▸ INSTRUCTIONS FOR THE TASK
Rename "basketball" as "ball" throughout the rows below, leaving all other text unchanged.

(Point placement records)

::::::::

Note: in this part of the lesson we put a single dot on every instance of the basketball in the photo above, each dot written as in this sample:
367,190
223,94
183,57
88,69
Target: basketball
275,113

::::::::

▸ TASK OUTPUT
Note: in this part of the lesson we put a single dot on every instance of the ball in the photo above, each dot written as in this sample:
367,190
223,94
183,57
88,69
Target: ball
275,113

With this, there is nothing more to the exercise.